TASK: Could you count the lines in the data that contain "negative"? Reply with the number only.

RECORD EXCERPTS:
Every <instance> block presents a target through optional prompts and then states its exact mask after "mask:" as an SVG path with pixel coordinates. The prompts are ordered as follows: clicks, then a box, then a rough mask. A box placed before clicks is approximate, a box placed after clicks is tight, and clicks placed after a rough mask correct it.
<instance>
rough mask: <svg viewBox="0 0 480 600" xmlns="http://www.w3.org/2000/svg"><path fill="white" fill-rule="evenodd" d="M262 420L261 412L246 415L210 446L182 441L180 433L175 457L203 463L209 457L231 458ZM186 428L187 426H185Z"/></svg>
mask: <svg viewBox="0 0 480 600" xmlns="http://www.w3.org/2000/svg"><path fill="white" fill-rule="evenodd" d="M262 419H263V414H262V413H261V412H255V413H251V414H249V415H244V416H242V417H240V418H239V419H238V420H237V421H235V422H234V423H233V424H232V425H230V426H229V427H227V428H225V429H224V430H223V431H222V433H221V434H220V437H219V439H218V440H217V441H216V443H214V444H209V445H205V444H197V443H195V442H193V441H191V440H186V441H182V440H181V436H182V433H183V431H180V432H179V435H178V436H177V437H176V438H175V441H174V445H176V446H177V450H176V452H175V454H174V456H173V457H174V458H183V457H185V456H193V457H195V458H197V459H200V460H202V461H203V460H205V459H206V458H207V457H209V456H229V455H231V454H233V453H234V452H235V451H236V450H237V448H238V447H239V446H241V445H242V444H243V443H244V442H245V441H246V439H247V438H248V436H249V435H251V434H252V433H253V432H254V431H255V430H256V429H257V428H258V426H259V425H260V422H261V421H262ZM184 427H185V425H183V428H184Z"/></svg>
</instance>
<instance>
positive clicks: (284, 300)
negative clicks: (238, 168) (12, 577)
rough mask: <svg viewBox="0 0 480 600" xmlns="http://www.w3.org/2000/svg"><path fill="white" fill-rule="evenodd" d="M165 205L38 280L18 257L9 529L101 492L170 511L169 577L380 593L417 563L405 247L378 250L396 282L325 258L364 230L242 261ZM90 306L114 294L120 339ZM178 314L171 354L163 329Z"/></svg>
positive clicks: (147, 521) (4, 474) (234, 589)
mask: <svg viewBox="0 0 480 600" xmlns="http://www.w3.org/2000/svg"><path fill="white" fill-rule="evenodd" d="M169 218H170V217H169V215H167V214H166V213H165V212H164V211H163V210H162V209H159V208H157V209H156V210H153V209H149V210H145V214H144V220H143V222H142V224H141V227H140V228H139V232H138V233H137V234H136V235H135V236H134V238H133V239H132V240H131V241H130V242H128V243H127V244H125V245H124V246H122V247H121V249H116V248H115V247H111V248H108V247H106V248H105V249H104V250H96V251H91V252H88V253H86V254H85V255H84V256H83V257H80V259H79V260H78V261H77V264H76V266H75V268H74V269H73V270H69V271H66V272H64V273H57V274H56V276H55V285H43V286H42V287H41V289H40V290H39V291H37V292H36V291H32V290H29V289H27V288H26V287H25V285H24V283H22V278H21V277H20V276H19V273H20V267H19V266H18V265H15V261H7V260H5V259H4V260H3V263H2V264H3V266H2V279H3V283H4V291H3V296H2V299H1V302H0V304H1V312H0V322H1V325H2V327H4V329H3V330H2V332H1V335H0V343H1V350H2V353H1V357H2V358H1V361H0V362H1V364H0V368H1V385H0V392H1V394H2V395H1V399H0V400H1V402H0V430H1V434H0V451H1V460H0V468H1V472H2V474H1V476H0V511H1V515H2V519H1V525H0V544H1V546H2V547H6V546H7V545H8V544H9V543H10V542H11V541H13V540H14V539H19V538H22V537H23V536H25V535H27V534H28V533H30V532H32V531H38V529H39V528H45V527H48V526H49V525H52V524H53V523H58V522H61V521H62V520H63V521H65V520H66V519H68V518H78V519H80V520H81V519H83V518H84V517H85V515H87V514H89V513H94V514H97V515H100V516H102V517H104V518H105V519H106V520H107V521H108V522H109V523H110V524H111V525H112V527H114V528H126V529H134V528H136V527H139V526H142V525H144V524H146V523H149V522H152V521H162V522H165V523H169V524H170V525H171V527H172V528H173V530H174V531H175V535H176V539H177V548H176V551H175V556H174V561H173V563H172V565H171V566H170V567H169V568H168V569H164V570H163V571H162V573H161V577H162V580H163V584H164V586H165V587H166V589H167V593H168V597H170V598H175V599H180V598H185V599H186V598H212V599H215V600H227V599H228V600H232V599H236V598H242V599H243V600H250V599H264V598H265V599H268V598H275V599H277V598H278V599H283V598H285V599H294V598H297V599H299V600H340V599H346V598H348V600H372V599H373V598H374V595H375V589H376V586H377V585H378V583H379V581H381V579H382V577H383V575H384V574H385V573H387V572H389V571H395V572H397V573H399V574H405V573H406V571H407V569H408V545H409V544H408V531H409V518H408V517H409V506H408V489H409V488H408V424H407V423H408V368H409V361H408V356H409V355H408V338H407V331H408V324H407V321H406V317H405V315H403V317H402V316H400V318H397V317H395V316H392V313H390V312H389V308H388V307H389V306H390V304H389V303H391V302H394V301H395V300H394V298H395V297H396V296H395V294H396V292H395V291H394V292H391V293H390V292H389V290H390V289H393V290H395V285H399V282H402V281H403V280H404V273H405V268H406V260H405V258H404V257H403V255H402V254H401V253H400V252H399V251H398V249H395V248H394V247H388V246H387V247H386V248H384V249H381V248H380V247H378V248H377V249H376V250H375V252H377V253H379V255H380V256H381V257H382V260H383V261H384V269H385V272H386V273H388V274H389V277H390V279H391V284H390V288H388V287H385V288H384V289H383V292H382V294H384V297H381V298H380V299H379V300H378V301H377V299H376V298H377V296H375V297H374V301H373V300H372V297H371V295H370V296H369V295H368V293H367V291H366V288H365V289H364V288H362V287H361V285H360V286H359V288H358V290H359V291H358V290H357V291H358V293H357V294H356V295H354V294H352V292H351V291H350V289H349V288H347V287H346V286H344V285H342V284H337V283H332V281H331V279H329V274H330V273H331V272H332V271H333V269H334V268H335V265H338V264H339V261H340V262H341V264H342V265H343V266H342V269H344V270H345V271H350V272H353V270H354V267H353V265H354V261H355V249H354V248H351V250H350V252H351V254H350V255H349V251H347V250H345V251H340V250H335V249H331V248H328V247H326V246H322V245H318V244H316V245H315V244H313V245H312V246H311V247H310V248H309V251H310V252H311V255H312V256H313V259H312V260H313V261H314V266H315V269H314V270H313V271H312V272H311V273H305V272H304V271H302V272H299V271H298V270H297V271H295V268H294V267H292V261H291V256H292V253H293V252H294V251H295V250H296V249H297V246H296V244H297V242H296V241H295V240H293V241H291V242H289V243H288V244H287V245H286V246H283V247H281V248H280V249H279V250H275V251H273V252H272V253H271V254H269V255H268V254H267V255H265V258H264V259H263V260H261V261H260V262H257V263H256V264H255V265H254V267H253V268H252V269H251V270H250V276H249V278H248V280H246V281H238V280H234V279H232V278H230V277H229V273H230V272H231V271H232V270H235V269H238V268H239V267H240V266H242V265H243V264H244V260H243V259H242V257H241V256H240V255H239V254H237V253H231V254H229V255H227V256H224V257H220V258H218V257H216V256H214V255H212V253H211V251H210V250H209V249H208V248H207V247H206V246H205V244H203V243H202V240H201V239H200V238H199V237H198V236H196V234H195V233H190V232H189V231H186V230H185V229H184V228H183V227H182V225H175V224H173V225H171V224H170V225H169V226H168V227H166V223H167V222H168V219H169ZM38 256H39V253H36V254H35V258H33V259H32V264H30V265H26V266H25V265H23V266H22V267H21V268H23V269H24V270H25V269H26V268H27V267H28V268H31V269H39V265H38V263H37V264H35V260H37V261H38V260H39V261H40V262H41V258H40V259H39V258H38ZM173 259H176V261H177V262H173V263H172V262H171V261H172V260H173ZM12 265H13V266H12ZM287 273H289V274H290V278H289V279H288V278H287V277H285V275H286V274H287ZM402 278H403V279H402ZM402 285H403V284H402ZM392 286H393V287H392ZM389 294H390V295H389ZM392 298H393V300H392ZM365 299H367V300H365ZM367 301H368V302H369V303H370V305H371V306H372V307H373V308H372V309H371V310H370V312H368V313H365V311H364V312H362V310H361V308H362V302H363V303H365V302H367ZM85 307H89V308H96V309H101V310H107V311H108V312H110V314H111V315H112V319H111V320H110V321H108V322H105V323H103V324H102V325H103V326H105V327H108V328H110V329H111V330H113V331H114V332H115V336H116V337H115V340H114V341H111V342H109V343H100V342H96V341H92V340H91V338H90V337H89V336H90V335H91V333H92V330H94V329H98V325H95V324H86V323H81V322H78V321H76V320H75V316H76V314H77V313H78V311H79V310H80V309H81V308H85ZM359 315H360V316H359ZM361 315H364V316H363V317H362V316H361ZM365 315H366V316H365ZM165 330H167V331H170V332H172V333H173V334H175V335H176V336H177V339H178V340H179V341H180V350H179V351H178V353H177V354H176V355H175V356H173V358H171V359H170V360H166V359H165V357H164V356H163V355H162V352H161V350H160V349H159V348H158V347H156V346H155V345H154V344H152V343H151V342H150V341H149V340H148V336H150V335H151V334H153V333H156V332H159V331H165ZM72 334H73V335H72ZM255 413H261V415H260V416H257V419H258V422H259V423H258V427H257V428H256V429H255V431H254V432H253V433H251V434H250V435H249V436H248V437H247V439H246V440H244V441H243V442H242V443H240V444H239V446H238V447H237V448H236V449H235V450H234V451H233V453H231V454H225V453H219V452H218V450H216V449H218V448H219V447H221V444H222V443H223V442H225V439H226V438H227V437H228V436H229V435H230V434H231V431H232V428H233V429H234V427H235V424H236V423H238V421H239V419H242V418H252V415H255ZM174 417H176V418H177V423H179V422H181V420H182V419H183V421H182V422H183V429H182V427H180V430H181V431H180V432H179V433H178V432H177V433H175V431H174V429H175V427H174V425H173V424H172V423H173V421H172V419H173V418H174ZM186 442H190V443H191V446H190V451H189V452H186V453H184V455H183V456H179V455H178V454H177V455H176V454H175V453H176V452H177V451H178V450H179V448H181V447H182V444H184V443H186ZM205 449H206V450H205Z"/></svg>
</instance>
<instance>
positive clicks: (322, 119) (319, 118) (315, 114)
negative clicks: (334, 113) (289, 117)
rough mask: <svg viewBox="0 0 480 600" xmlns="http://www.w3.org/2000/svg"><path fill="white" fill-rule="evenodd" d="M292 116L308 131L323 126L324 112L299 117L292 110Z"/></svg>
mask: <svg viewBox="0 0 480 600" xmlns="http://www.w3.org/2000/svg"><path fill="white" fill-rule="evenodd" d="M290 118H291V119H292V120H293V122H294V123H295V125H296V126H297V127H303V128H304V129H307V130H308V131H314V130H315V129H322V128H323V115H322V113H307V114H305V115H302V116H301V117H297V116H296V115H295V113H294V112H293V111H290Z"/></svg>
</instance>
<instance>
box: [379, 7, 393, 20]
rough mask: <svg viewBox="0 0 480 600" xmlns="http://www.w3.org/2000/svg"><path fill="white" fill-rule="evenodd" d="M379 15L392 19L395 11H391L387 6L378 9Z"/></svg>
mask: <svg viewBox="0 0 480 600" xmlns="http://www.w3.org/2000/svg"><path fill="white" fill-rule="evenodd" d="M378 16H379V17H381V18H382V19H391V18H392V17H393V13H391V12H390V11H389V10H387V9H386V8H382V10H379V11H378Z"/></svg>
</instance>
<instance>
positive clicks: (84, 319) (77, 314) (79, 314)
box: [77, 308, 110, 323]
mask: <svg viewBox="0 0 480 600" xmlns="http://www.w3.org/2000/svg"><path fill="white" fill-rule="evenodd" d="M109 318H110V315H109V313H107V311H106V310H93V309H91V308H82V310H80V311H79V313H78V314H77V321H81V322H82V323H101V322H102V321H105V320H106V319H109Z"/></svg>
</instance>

REPLY: 2